◆ **Belge Alıntısı**
────────────────────

23 Mart 2016 Çarşamba

REZA SARRAF GİTTİ


17/25 aralık skandalının baş oyuncularından Reza Sarraf ABD'de kara para
aklama suçundan ABD de tutuklandı.! Yurtdışına nasıl çıktı? Kim çıkardı? İnterpol tarafından aranan bir kişi değil miydi? İran Gizli Servisi peşinde değil miydi?.
Böyle birisinin elini kolunu sallayarak yurt dışına basıp gitmesi düşünülemez..
Uluslararası bir konsorsiyum Reza'nın ABD'ye gitmesine çanak tutmuş olmalı! Orada
tutuklanmış! Garip bir iş, komplike bir iş.
Artık ABD için siyasi bir araçtır. Elinden geldiğince kullanmak isteyecektir! İster
konuşturur, isterse susturur! Kimbilir kimler için bilgilerini sağacaktır?.
Bir dönem, İran'ın, ABD ambargosundan bunaldığı sırada, altın ve döviz kaçağının
en önemli elemanlarındandı. İran, buralardan sağlanan altınla borçlarını ödemekteydi.
İran'a özellikle Türkiye üzerinden altın transferi yapılıyordu. Altın, dış ticaret emtiası sayılıyordu. Cari açığın % 15'ini Reza Sarraf'ın ödediği savunuluyordu...
Reza, Türkiye'de sözü geçen adamlara erişmekte gecikmedi. Onlar da bu olaydan
paylarını aldılar diye tevatür oldu. Eylemine göz yumuldu. Rahat hareket etmesi için
nüfuzlar kullanıldı. Bal tutanlar parnaklarını yaladılar!..Eh kendisi de yalamış olmalı!
Boğazın kıyısında gözde yalılar aldı. İstediği keyfi değişiklikleri hotbehot yaptı!
Kimseyi dinlemedi! Her halde koruyanları vardı. Bayındırlık suçları işlemesine, Eski
Eserleri tağşiş etmesine göz yumuldu. Ülkenin tanınmış ve sevilen bir sanatçısı ile
evlenerek, halkın sempatisini kazandı.. Artık her eylemi olay adamdı!

────────────────────

(Nesne konumu etiketleme kayıtları)
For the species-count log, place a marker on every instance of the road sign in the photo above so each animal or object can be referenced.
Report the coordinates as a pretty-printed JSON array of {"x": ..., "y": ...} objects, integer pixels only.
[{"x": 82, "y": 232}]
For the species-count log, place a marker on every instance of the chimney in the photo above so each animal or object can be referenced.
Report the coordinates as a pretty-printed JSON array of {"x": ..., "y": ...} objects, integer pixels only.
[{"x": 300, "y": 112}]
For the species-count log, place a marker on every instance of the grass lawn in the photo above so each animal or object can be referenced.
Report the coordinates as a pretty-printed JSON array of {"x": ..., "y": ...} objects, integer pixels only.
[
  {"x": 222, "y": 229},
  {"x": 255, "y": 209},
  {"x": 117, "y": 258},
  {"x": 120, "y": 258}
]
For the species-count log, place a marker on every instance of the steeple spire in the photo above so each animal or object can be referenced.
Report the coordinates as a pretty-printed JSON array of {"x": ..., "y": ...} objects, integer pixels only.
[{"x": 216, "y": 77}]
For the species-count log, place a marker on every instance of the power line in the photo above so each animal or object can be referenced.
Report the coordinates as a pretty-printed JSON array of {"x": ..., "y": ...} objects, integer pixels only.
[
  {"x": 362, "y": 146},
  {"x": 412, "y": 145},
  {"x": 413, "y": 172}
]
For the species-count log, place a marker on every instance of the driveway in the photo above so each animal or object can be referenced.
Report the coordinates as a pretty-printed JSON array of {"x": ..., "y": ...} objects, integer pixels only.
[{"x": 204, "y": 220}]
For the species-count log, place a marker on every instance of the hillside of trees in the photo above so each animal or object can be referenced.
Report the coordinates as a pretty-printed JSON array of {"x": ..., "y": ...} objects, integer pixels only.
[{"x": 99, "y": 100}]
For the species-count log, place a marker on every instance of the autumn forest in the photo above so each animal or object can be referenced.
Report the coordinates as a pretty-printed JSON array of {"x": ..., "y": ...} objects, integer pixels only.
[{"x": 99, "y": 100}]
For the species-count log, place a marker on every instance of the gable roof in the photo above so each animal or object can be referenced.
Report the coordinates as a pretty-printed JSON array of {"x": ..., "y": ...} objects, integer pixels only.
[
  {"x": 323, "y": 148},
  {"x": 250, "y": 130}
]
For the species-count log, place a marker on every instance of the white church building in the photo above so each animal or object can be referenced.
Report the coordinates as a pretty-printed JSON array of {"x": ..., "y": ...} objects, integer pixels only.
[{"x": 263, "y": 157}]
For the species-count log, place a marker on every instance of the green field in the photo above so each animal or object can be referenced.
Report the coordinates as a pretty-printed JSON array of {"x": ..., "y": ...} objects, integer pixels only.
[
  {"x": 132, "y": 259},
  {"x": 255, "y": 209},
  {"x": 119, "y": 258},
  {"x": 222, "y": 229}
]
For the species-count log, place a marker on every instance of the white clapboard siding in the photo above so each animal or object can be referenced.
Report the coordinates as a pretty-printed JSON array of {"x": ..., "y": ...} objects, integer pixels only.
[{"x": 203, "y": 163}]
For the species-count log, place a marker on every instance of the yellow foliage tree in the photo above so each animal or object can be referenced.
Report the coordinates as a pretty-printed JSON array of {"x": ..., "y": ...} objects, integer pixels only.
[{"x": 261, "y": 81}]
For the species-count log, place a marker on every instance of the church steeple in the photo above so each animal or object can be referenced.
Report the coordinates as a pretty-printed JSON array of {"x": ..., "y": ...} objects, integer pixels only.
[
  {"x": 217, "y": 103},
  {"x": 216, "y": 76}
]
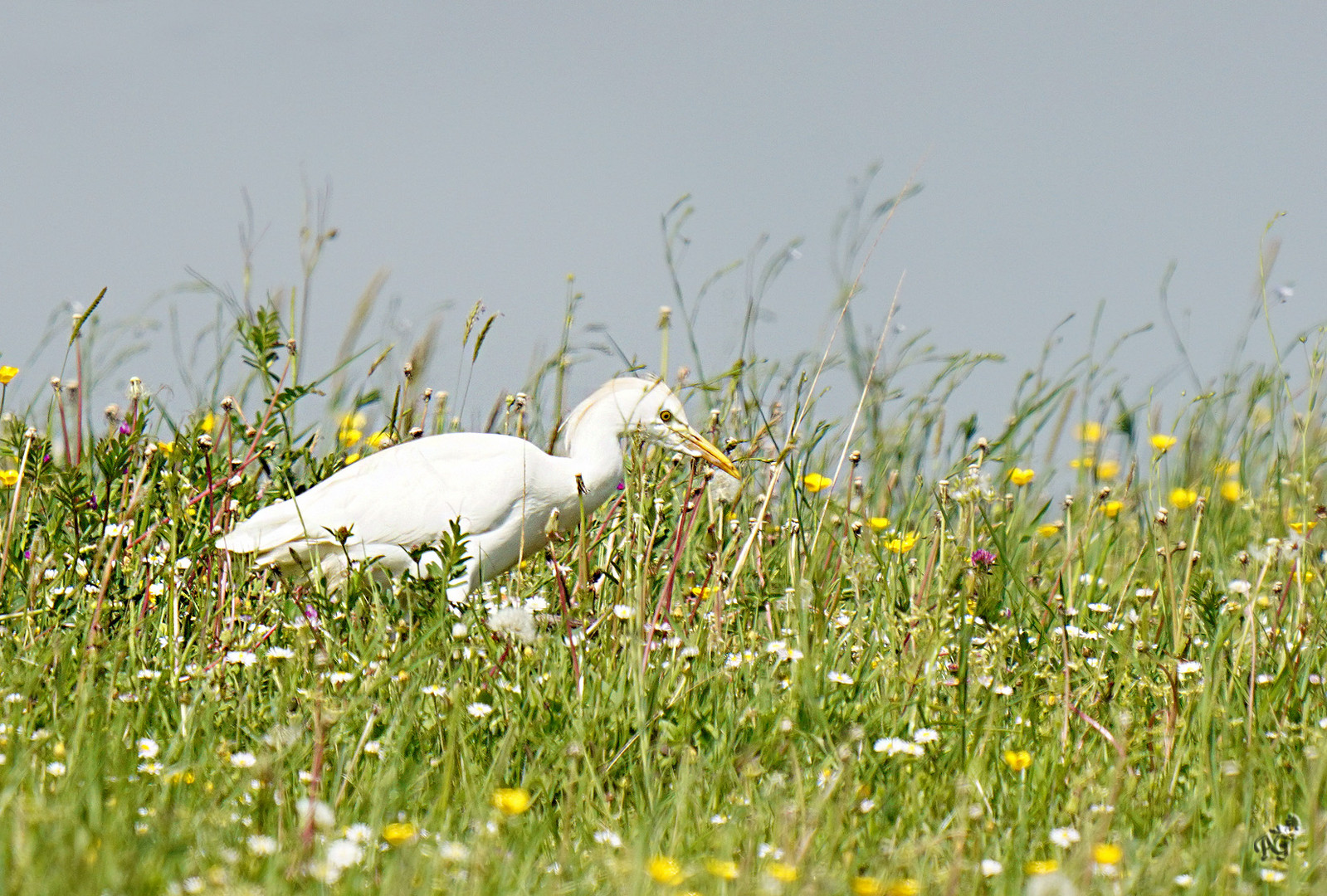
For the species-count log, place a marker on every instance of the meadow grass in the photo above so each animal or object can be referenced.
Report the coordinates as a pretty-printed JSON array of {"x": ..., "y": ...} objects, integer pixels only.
[{"x": 906, "y": 657}]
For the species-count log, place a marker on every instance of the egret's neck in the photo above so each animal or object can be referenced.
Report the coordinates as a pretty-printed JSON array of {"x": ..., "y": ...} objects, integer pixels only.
[{"x": 593, "y": 441}]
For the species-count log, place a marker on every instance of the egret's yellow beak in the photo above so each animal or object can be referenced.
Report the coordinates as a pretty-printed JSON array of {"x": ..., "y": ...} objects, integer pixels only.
[{"x": 706, "y": 450}]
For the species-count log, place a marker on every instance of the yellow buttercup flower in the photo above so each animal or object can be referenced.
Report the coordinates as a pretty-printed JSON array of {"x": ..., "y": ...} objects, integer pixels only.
[
  {"x": 400, "y": 833},
  {"x": 903, "y": 543},
  {"x": 664, "y": 869},
  {"x": 722, "y": 869},
  {"x": 1107, "y": 469},
  {"x": 815, "y": 482},
  {"x": 511, "y": 801},
  {"x": 1107, "y": 854},
  {"x": 1018, "y": 760},
  {"x": 1090, "y": 431}
]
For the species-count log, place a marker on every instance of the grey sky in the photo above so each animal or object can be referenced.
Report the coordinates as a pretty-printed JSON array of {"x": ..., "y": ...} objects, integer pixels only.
[{"x": 1068, "y": 153}]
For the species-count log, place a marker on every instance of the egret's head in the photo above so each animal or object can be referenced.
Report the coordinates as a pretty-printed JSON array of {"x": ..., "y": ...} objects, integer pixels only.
[{"x": 651, "y": 408}]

────────────────────

◆ **İstenen Görevler**
1. Reza Sarraf yazısına göre Sarraf halkın sempatisini nasıl kazandı? Bir ila üç cümleyle açıklayın.
2. Reza Sarraf yazısını kaldığı yerden sürdürür müsünüz?

◆ **Verilen Yanıtlar**
1. Sarraf, ülkenin tanınmış ve sevilen bir sanatçısıyla evlenerek halkın sempatisini kazandı.

2.
17/25 Aralık adıyla meşhur olayda, bazılarının telefon konuşmaları dinlemeye
takılmıştı.Takılmakla kalmamış, kamuoyuna aktarılmıştı. Kıyamet koptu. Paralel yapının
iktidarı düşürmek için oyunu, darbesi denildi. Bu olay bir kırılma noktası oldu!
“Beraber yürüdük biz bu yollarda!” diye öğünürken;
“Ne istediler de vermedik!” yakınmaları ardından bir tasfiye harekatı başlatıldı.
Adliyede, Emniyette, Yönetimde, İstihbaratta, TSK'da paralel olduğundan kuşkulanılan
kim varsa tasfiyeye girişildi.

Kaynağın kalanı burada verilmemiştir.